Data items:
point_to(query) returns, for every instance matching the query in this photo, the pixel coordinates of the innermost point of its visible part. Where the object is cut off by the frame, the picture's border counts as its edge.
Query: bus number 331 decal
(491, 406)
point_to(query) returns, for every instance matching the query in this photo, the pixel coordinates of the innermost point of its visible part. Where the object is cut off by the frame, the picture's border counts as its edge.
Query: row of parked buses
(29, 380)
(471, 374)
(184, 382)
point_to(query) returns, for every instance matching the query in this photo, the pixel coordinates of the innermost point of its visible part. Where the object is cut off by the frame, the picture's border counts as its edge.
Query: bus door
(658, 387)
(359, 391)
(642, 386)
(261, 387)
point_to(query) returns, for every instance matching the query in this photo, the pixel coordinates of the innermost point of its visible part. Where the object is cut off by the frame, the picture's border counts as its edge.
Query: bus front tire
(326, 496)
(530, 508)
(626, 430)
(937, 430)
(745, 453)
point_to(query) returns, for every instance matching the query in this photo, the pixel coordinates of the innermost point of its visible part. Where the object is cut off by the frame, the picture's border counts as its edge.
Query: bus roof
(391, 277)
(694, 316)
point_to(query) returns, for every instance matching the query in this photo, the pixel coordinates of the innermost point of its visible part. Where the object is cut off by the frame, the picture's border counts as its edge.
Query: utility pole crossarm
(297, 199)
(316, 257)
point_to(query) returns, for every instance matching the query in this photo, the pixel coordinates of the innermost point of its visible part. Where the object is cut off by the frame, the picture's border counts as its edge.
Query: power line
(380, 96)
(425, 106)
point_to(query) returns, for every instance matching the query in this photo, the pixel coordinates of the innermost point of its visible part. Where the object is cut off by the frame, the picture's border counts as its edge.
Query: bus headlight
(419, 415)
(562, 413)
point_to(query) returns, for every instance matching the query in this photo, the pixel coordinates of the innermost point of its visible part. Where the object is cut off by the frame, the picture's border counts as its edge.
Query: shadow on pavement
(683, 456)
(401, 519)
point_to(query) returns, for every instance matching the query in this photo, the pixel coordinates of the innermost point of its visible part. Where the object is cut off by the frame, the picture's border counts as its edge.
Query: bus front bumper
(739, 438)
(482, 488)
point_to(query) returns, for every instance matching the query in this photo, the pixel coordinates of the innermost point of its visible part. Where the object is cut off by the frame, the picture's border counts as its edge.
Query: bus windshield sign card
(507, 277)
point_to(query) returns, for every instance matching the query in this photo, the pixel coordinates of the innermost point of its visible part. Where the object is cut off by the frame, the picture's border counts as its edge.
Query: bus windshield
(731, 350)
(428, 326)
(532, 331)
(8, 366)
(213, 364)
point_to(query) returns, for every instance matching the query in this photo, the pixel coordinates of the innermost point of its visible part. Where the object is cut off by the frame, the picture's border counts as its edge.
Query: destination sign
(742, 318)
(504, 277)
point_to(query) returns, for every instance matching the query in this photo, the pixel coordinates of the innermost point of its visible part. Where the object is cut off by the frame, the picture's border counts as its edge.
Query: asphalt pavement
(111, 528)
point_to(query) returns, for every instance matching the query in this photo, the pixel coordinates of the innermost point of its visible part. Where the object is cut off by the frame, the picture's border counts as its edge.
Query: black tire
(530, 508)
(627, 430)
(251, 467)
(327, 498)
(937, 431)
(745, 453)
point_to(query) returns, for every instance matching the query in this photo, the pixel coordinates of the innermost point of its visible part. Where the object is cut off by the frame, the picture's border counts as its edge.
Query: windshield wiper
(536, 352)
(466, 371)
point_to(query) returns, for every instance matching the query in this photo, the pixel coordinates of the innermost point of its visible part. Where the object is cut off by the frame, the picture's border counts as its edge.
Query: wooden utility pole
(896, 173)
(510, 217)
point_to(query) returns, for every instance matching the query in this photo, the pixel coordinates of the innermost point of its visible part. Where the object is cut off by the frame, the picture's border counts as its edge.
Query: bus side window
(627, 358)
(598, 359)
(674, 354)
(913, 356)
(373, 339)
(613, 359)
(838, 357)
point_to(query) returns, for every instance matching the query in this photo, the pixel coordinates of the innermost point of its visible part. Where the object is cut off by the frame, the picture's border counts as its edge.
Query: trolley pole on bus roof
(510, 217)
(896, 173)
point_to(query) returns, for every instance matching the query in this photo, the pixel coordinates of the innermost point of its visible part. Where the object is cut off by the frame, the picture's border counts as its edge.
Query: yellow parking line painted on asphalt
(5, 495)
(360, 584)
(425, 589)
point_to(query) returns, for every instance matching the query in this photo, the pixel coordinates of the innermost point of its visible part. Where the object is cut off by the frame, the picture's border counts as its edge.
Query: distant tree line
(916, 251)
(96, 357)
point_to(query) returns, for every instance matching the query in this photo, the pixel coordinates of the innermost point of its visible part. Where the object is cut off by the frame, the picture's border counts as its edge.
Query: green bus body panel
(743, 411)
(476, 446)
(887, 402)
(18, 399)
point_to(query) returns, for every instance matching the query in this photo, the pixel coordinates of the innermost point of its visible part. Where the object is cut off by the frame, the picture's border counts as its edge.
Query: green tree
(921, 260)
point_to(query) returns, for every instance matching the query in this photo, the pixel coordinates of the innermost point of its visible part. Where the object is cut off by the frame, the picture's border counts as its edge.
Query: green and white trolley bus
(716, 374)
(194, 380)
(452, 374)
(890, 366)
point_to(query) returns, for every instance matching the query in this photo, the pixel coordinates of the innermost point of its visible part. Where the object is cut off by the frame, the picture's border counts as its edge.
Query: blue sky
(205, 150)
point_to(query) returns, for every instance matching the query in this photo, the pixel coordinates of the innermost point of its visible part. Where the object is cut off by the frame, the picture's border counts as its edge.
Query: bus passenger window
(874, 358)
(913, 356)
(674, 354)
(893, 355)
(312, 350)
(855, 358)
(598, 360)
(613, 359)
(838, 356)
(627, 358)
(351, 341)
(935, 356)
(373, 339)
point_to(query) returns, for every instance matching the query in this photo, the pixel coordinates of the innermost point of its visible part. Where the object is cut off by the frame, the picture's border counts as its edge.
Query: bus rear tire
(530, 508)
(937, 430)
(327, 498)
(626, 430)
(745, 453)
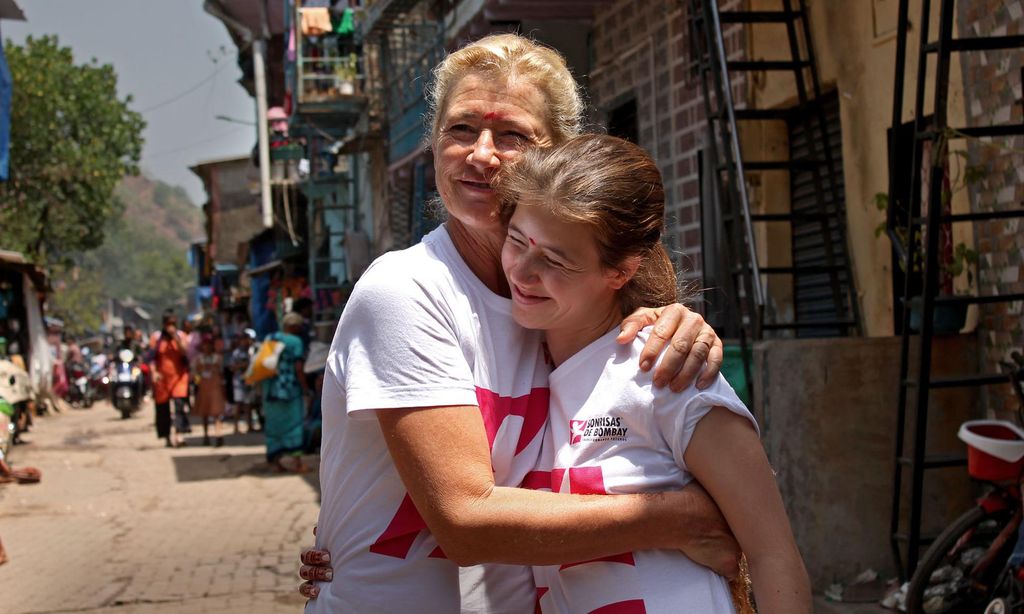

▶ **Work to complete**
Hand back the data exactly as it appears, with all pictures cut.

▶ **Result for this exercise**
point_to(query) returns, for every instance matching the query in this photo, the pixel coordinates of the innermost point of its visible part. Where the object is cut off by the frame, the picture's border counts as its edge.
Query: bus number 331 decal
(491, 406)
point_to(query) returns, for every instance matching the query in this photo, the pixel coordinates of the innermost point of its visible part. Where the object is cut off by the frame, the picture's border counts as its edge.
Query: row of parked buses
(29, 380)
(471, 374)
(184, 382)
point_to(query) returns, for every instance matching the query in this photo, the pixel coordinates of the innermost point of its visible part. Where the object is cut off by the frame, the picture's border counts as its edge.
Query: bus door
(658, 387)
(359, 391)
(642, 386)
(261, 387)
point_to(query) returns, for every instance matching the query in this photo, the pixel coordinates of the innermost point of its visible part. Where the object is cut off by the frame, the picture's border counts as its edge.
Query: bus front tire
(326, 496)
(530, 508)
(626, 430)
(937, 430)
(745, 453)
point_to(query) returns, for every instance matching the query in this photo, the pixel coordinates of the innermost point of its visible part. Where the object is cut off by the frame, the picture's border counts as its edge.
Query: bus roof
(391, 277)
(694, 316)
point_to(query) returns, for every instance matching the query in this photo, the pixel coordinates of the innermost point of its visible part. Where the object is cut off by the frame, the picture's border counts as its edge.
Query: utility pole crossarm
(297, 199)
(316, 257)
point_to(query) returns, for every instance matching the query in this photo, the pixel coordinates of the innermost point of its visible part. Where the object is cut off by the frame, the picture's border counts as its edge.
Query: power line
(380, 96)
(425, 106)
point_to(query) returns, for every instance matching the query in this photo, the pixel coordinates of the innermost point of its visible part. Where the object is cut off by the frame, the picture's border counts as its edge.
Query: bus headlight
(419, 415)
(562, 413)
point_to(query) returns, for every instance matching the query in this photo, the pixel coordinates of the innermost point of its visible part. Where the object is cut off by the frame, the picture's border counts as its edge.
Query: shadow on pavement
(683, 456)
(401, 519)
point_to(query) returns, for every instance matching the query in this photo, the pixel coordinates of the innermost point of its visible part. Where the object is cut off by the frame, the picture's border counts as its edge.
Query: bus front bumper
(739, 438)
(482, 488)
point_to(query) returns, for every instance matching the query in this photo, the pixel coordinates of the innermost point of its visible part. Where the object is cut off by the frame, the picture's border counts as its edge.
Query: bus windshield sign card
(507, 277)
point_to(query) returns, for every instance matching the query in this photo, the pixel coordinates of the innermost point of its visible part. Where the object is cut off by the frame, the picture's border counts as its edge.
Query: bus windshield
(731, 350)
(428, 326)
(532, 331)
(8, 366)
(213, 364)
point_to(query) returns, for every instance matching the query in this photo, the pixel coordinates of the innermost point of its visible part. Where the object is cut off by the frame, the picture's border counts as its edge.
Query: destination sign
(742, 318)
(504, 277)
point_to(query) returns, for every instance matching the query in this photo, the pixel coordinates of the innermost point of its visible part. Where the object is cut off by the frame, the picture's border counts as its edge.
Query: asphalt pavement
(111, 528)
point_to(query) returns, for every instance matching the query in this photo, the pixel coordinates of the innermost point of its visible part. Where the object is cut off by the frame, the picture's border counts as its edge.
Query: black tire
(530, 508)
(627, 430)
(251, 467)
(327, 498)
(937, 431)
(745, 453)
point_to(query) returns, for every instance matching the query in this photo, the pixel coordinates of the innermost point of its visible part. Where the object is cut off by the frame, the picture's border counts as its edge.
Query: windshield wiper
(536, 352)
(466, 371)
point_to(query) returns, for every instance matching the query in this photo, the pixel coordinates of the innermost point of its visible part. Where the object is cut off by the frame, the picture's border counts as its edge.
Query: wooden utility pole
(896, 173)
(510, 217)
point_to(query) returns, for every instance matching the query in this photo, the pixel coordinates of the innermost point of its visible part. Where the object is cut off by the frame, the picture's border counts as its edge.
Query: bus side window
(627, 358)
(598, 359)
(674, 354)
(913, 356)
(373, 339)
(613, 359)
(838, 357)
point_to(query) returns, for every instance matching the query in this photo, the pixel coordinates of the innermost point of its visible part. Where the object is cut off by the frame, the picture's border counts as its edge.
Query: trolley pole on bus roof
(510, 217)
(896, 173)
point_to(query) returns, for every instance matching the query in this photo, the pixel coordinates of the innermost point of its visible part. Where the object is cut off by the frame, the picture's border counts as its edge.
Query: yellow parking line painted on asphalt
(5, 495)
(360, 584)
(425, 589)
point_to(query) returns, for every instance matching the query in this photo, the pixel coordinates of the innermost point of its visible part. Where the object is cut off by the frame, the picture's border counts as its edge.
Query: distant tree line
(916, 251)
(96, 357)
point_to(query) returns, for every instance matching the query in this photo, the pixel coordinates of the innermost point of its visible part. Where the object is cut off by the frame, the picture's border counts as its edge.
Query: green bus body panel
(743, 411)
(476, 446)
(887, 402)
(18, 399)
point_to(query) returns, for every instance matching the query in this photo, the pixel coordinates of the innermost point of its visible part. Where the object is cut off by the frame, the picture's border counts as its edge.
Query: green tree
(921, 260)
point_to(query) returns, for every instance matching the query in this photo, the pixel coordinates of the innermost point of its visible part. Where the object is cut off by the frame, the picture's border counts as its edge.
Query: green and white trolley bus
(716, 374)
(194, 380)
(452, 374)
(890, 366)
point_to(query) returns, for every instance matching the query in this photo, the pixel coordinates of the innermost point of its visible part. Where the object is cut off by the frame, the picture's border counts as its edge.
Query: blue sky
(205, 150)
point_to(query) returns, for every instance matching the query in this photo, the pixel coordinates of the innermost point of its visible part. Where the object is cut off by the frame, the picture's border counts as its edge.
Query: bus passenger window
(874, 358)
(913, 356)
(674, 354)
(893, 355)
(312, 350)
(855, 358)
(598, 360)
(613, 359)
(838, 356)
(627, 358)
(351, 341)
(935, 356)
(373, 339)
point_to(query) returns, for every instance matching the query in this photo, the pixel coordinates of the innermost point of its visible part. Where the object is cut off by the frame, the picture's border counts as its edge.
Query: bus rear tire
(530, 508)
(937, 430)
(327, 498)
(626, 430)
(745, 453)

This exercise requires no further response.